| WHAT YOU NEED TO DO |
From the entries below, gather every line that contains the string "groom" and list those lines in their original order.

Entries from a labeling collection

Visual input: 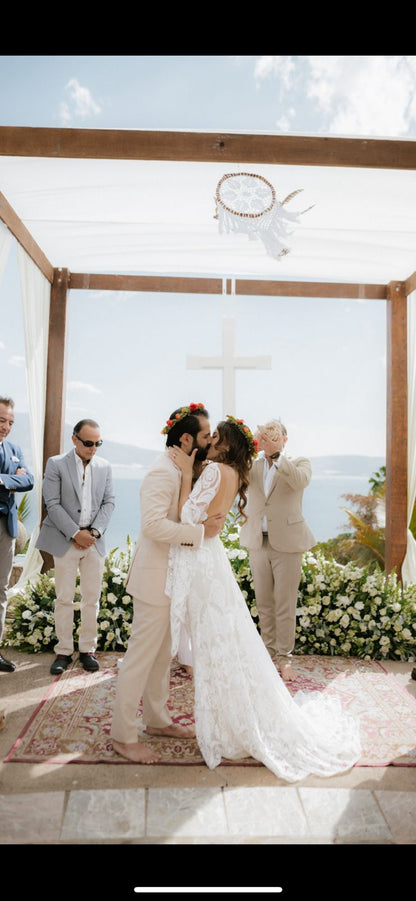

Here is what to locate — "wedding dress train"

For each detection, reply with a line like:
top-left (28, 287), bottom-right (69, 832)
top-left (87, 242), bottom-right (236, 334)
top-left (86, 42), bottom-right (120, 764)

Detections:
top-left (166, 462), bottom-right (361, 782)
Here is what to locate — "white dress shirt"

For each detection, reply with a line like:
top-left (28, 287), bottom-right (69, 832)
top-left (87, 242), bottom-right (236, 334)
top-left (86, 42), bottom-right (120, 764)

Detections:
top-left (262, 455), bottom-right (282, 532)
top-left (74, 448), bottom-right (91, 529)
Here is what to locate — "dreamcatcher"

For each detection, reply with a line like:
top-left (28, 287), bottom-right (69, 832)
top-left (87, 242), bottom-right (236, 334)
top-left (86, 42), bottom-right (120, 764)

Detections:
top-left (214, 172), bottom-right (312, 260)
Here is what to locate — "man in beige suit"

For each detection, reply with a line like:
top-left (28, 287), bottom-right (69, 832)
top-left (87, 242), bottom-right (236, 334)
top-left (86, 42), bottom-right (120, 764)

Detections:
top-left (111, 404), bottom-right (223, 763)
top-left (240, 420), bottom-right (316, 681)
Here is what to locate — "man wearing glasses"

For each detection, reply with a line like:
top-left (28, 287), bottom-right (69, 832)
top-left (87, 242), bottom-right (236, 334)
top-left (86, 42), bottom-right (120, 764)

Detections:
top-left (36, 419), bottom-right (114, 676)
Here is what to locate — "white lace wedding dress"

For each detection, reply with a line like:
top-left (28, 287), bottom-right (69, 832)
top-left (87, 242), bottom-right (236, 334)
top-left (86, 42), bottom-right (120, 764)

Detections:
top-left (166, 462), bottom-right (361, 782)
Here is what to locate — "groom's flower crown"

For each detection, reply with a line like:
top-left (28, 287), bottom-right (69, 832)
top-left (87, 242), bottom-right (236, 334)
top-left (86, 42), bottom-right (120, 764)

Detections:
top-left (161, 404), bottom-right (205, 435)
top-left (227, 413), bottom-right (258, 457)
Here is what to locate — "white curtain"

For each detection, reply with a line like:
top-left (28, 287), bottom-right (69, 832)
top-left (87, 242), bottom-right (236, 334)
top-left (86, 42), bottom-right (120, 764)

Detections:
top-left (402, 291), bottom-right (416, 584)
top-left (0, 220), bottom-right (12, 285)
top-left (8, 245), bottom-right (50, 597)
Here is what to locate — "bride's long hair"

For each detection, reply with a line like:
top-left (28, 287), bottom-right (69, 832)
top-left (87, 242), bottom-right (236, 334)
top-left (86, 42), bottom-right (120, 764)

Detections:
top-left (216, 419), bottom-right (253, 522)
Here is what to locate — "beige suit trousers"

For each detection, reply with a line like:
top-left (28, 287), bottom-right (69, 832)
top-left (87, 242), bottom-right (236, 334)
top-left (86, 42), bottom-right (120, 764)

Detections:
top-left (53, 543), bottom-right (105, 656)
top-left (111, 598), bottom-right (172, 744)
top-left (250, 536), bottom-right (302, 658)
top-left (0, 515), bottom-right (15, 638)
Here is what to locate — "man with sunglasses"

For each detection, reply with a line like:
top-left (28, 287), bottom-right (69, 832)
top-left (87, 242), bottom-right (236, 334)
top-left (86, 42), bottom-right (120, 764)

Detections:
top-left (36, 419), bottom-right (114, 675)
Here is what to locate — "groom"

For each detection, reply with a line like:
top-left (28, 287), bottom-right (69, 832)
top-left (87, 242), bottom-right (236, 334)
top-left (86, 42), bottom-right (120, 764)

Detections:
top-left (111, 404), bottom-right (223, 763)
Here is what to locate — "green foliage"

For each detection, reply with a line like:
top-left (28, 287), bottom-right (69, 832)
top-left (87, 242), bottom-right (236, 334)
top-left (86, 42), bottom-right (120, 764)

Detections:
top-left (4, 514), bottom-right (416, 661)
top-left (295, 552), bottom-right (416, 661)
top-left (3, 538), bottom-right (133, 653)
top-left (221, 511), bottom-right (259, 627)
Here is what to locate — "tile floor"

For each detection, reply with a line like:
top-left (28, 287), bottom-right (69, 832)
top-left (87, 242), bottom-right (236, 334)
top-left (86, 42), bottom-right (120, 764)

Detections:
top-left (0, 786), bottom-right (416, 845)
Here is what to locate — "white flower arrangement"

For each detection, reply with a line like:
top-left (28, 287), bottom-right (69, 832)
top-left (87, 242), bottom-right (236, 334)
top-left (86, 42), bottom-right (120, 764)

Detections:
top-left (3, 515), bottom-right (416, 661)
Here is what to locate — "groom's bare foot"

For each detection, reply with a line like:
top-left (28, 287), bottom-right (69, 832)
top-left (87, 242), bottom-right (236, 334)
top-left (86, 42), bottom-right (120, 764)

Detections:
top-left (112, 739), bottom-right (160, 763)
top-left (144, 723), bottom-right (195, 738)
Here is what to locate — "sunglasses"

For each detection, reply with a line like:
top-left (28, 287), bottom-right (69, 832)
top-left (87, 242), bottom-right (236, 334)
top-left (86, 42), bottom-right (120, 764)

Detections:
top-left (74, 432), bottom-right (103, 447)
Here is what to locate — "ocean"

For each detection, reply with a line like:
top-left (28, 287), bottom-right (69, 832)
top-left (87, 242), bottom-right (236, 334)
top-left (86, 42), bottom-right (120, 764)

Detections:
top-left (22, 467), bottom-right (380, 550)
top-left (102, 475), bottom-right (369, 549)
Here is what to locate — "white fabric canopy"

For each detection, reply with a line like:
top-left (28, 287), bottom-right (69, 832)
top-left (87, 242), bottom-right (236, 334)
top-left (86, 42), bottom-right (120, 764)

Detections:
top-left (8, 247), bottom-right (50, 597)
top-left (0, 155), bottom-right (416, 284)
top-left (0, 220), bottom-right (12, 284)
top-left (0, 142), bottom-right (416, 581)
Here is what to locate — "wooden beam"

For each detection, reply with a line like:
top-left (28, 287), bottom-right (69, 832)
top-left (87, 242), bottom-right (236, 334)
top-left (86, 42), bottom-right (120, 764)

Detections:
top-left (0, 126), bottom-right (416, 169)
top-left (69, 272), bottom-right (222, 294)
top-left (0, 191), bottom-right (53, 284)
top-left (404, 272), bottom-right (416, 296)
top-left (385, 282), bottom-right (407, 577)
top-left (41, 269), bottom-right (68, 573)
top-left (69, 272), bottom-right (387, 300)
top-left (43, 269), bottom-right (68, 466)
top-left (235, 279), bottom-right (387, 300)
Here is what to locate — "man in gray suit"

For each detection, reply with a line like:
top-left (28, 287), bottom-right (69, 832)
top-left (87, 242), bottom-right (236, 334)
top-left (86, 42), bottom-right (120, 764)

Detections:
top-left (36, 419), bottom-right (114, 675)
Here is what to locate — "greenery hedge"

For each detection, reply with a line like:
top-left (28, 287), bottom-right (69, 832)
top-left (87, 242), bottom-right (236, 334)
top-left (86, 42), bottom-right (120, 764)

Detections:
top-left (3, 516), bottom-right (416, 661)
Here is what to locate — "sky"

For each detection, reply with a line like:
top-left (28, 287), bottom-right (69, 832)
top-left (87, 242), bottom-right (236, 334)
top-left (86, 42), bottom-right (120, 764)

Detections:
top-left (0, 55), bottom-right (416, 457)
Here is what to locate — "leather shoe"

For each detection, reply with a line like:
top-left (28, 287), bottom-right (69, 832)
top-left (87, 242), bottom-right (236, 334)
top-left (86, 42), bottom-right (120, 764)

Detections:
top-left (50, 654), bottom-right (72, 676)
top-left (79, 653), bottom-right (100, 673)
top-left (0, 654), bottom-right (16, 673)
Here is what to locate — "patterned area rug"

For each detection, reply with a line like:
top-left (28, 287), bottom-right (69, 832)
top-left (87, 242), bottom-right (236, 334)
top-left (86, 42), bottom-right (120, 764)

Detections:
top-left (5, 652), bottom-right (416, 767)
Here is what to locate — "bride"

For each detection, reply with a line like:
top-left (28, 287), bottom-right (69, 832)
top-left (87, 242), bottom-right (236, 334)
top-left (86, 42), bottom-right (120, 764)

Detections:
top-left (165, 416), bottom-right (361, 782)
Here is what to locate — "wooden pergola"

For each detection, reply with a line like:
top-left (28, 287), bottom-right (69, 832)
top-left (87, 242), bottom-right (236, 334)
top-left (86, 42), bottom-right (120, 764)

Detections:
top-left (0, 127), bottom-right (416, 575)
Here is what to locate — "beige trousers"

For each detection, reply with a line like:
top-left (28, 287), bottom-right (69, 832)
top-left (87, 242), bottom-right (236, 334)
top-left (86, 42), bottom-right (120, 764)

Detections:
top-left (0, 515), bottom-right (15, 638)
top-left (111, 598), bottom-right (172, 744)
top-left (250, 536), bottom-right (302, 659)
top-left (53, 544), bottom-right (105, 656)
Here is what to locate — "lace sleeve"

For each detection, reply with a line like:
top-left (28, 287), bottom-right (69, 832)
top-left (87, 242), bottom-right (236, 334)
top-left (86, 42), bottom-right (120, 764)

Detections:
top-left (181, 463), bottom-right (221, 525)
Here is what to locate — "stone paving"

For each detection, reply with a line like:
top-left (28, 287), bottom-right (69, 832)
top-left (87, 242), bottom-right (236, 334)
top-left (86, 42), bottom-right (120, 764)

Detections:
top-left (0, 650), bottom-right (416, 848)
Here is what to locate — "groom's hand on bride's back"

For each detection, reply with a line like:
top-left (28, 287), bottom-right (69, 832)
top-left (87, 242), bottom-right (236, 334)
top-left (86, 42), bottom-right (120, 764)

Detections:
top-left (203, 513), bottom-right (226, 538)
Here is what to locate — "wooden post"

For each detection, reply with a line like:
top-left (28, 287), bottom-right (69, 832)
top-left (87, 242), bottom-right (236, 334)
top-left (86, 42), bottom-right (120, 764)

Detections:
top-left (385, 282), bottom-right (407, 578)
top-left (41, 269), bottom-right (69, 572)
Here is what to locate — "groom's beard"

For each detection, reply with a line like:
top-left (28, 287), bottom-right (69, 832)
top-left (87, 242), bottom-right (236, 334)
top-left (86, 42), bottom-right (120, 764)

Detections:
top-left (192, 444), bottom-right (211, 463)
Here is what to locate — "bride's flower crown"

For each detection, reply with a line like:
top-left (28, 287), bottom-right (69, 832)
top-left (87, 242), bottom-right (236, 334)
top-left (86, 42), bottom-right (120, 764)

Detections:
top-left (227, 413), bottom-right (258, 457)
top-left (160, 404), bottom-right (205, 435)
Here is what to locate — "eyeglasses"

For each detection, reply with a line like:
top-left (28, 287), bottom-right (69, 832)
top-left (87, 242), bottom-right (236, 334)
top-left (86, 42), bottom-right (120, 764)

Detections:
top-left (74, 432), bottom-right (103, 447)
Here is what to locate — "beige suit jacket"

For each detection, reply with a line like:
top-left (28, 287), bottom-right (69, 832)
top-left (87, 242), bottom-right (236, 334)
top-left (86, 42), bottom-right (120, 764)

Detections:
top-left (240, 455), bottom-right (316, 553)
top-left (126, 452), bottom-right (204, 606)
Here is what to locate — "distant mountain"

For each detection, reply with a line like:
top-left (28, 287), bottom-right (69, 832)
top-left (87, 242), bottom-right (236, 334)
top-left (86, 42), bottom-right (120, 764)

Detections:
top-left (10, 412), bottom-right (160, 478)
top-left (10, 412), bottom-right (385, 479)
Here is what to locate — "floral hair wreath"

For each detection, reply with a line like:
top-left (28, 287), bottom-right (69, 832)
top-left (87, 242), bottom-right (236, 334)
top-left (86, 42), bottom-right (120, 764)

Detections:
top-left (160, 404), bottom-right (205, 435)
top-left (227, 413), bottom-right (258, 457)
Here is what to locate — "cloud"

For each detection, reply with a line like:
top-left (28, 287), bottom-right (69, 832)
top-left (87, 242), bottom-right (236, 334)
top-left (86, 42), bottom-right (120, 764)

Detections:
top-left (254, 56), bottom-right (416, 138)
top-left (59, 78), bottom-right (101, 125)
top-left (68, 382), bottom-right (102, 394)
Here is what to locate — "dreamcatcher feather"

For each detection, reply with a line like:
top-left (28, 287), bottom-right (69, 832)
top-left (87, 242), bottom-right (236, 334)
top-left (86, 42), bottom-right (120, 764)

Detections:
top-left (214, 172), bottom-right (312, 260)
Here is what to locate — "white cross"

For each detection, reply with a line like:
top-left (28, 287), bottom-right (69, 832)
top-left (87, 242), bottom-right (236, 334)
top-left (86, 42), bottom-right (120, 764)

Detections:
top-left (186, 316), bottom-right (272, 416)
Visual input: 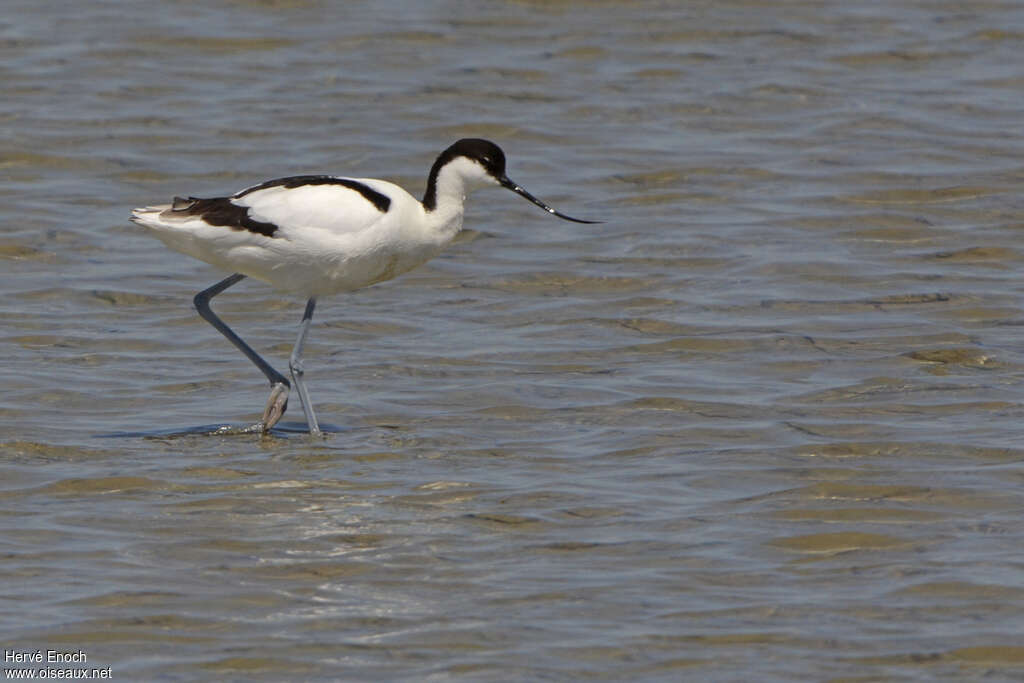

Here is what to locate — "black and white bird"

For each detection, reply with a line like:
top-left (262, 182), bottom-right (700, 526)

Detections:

| ANSWER TO THIS TASK |
Here is what to locate — "groom's flower crown"
Here is what to locate — "groom"
Here is what to locate — "groom's bare foot"
Here is what to locate — "groom's hand on bride's back"
Here is what to locate — "groom's beard"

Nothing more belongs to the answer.